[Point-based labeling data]
----------
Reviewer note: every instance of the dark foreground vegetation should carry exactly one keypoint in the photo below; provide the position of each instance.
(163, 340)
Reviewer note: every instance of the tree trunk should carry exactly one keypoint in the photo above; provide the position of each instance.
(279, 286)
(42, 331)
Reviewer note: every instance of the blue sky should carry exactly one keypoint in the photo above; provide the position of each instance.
----------
Exercise description: Rewrite all of the rows above, changing each "keypoint" to "marker" and leaving everything else as it is.

Response to the exercise:
Reviewer note: every instance of the dark foreground vegetation should carry exactly one marker in the photo below; provide the position of each instance.
(163, 340)
Reviewer note: every instance of the tree trunk should carry exactly one marker in the photo above; provide the position of each instance.
(279, 286)
(42, 331)
Reviewer note: every instance of the blue sky should carry exactly one marker in the photo above; provide the position of each instance.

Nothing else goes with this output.